Мы можем восхищаться проницательностью подобных субъектов, и все же, как полагает Платон, эти знатоки людей не годятся в судьи. В данном месте диалога Платон ограничивается простым указанием на преимущество души, не причастной дурному, – в чем именно состоит это преимущество, выясняется из дальнейшего изложения и из самого духа философии Сократа и Платона.
Пресловутый знаток людей, конечно, проницателен, но ровно настолько, чтобы распознать «порочные наклонности», выявить их, где бы и в чем они ни скрывались. Судья с непорочной душой может и вовсе не заметить этих виньеток. Зато он видит сквозь и через них, прозревая тем самым лучшее в человеке, самое драгоценное в каждой душе. Его проницательность не рефлексивна, не отслеживает промежуточных и отраженных бликов, но делает прозрачной для себя среду распространения. И взгляду непорочного судьи предстает однородная среда без дифракции и интерференции. Вот почему его проницательность по праву может быть названа транспарацией – еще до того, как этот термин получил смысл дальнейшего просвещения.
То, что мы видим в другом, не остается безнаказанным ни для нас, видящих, ни для другого. Проницательный взор Λ-сознания регистрирует нечто затаенное и принимает меры, в частности включает противообманные устройства. Застигнутый на месте преступления или, лучше сказать, на месте умышления, субъект в свою очередь принимает меры – ибо что же хорошего в том, чтобы быть застигнутым? Опознанные хитрости (уловки) вроде бы превзойдены. Но тем самым они в очередной раз актуализованы: перед нами знакомая гегелевская процедура Aufheben, сама суть диалектического аттракциона. Как уже отмечалось, диалектическое снятие хотя и обезвреживает минное поле, но не прекращает производство мин и не отменяет картографию минных полей в качестве особого жанра предусмотрительности.

ТРЕБОВАНИЯ »
Каких философов упоминает отрывок? Назовите всех. Приведенный далее список для работы не понадобится.

ПРИЛАГАЕМЫЙ СПИСОК »
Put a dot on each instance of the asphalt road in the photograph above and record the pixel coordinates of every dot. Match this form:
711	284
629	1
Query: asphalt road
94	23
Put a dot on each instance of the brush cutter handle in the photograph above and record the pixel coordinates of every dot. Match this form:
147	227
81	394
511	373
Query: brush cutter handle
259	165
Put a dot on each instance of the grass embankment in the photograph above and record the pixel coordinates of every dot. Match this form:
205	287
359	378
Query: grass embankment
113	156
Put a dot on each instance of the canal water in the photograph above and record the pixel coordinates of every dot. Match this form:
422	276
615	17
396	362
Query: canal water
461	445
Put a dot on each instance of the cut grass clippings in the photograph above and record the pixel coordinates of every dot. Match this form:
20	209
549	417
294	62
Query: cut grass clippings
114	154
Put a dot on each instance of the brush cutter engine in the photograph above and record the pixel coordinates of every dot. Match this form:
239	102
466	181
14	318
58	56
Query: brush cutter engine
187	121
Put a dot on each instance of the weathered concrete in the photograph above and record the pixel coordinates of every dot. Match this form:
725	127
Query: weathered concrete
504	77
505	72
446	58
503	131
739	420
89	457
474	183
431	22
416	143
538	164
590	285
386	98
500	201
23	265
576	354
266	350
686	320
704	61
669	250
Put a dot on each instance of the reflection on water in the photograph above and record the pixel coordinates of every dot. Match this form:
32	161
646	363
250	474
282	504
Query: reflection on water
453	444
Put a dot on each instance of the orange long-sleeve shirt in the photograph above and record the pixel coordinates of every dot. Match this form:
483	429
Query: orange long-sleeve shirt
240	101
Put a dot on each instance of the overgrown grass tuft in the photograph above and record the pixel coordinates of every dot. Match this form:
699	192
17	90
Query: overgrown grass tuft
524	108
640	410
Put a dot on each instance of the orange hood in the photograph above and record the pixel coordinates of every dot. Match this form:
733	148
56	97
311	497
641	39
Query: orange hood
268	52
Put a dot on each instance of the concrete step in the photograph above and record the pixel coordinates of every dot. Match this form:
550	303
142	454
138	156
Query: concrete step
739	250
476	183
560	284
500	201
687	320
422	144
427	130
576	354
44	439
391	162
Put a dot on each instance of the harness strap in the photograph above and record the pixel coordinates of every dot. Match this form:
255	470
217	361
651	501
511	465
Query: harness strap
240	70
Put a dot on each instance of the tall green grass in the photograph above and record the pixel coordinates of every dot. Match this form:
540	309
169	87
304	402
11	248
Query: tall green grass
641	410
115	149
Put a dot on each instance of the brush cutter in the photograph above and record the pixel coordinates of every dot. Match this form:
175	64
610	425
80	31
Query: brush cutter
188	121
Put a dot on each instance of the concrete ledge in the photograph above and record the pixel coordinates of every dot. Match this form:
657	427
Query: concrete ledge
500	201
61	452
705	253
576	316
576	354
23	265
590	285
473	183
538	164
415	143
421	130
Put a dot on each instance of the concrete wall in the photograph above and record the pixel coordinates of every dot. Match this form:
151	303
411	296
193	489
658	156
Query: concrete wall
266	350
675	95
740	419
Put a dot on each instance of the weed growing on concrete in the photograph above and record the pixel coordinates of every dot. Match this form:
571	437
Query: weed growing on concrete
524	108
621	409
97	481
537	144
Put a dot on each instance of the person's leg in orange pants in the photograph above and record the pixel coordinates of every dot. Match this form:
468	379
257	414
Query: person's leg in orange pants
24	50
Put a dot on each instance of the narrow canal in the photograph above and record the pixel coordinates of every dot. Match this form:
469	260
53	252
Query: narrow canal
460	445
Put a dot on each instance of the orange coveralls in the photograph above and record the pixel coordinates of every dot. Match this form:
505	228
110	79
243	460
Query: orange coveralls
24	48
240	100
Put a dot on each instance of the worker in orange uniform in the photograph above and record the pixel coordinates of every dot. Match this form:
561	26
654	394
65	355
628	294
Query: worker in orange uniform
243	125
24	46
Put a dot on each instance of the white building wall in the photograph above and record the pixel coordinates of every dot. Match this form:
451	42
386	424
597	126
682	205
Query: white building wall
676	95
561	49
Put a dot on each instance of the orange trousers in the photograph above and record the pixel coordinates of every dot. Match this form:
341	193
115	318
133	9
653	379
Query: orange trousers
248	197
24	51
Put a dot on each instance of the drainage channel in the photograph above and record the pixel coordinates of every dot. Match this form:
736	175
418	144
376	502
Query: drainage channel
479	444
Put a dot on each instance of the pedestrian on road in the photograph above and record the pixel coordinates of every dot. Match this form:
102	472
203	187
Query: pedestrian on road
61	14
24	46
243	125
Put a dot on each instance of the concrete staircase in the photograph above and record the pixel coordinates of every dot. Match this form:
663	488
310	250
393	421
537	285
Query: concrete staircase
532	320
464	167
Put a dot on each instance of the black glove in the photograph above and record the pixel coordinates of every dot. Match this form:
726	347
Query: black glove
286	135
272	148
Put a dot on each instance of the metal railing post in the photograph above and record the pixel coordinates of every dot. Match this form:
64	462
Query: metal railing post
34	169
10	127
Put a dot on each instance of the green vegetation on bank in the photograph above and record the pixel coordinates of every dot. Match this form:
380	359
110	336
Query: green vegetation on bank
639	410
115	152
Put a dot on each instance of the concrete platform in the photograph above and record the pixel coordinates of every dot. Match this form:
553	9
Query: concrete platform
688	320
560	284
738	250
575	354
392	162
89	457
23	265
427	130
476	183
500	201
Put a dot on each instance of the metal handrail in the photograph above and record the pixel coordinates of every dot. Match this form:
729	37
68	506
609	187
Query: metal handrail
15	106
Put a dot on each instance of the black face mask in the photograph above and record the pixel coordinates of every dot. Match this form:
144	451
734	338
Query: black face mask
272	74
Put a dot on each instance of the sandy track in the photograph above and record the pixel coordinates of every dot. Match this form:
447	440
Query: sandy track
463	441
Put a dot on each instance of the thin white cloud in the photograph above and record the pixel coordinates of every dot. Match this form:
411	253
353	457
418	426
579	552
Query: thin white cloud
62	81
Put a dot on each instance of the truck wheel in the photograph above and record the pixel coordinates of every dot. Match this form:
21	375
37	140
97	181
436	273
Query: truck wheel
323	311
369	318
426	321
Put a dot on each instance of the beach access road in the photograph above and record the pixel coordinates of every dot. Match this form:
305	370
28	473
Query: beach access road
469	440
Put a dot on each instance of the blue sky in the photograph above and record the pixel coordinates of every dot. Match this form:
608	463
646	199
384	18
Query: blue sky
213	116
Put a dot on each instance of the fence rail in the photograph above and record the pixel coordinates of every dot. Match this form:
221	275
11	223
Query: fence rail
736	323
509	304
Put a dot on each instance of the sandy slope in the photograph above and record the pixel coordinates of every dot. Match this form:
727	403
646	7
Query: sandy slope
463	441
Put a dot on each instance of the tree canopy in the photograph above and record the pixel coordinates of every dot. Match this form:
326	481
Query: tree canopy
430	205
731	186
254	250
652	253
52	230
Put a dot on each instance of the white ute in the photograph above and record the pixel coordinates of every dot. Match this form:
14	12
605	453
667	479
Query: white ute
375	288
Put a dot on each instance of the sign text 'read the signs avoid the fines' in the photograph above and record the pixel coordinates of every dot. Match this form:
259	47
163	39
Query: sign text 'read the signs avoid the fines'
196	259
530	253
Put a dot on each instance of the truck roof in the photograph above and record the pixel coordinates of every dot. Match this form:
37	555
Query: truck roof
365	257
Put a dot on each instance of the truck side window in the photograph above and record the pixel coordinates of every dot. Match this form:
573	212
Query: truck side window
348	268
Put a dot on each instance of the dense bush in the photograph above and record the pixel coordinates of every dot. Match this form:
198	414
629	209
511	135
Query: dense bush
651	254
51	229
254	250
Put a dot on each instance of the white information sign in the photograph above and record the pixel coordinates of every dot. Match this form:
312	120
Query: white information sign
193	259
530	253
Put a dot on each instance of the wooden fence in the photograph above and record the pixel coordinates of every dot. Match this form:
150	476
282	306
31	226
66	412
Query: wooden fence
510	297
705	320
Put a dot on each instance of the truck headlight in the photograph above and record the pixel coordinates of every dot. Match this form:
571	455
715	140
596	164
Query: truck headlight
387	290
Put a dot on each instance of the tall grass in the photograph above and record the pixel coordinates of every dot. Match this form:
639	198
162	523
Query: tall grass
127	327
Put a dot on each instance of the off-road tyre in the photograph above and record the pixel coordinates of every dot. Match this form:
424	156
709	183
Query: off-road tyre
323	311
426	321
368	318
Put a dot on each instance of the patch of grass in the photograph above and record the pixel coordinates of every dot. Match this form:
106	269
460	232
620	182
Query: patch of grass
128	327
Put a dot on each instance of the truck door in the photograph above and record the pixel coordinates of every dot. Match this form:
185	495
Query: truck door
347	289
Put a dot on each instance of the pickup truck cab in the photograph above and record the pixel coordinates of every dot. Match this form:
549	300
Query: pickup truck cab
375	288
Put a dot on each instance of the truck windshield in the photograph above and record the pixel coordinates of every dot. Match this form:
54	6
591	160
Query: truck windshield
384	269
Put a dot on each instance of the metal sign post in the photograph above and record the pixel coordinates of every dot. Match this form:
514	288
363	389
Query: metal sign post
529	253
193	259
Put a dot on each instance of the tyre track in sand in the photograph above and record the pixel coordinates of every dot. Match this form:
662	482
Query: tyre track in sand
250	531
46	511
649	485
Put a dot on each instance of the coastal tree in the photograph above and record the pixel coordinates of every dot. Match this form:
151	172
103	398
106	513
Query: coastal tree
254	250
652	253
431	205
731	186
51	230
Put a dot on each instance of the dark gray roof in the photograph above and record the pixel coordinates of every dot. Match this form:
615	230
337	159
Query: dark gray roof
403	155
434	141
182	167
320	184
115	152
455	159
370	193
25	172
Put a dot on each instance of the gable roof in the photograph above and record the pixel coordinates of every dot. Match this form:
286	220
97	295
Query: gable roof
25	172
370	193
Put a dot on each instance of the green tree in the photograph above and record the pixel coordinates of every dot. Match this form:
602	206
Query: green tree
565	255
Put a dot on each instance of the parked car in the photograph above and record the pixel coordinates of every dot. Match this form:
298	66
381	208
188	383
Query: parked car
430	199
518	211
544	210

ПИСЬМЕННЫЙ ОТВЕТ »
Платон, Сократ, Гегель (упомянут через выражение «гегелевская процедура»).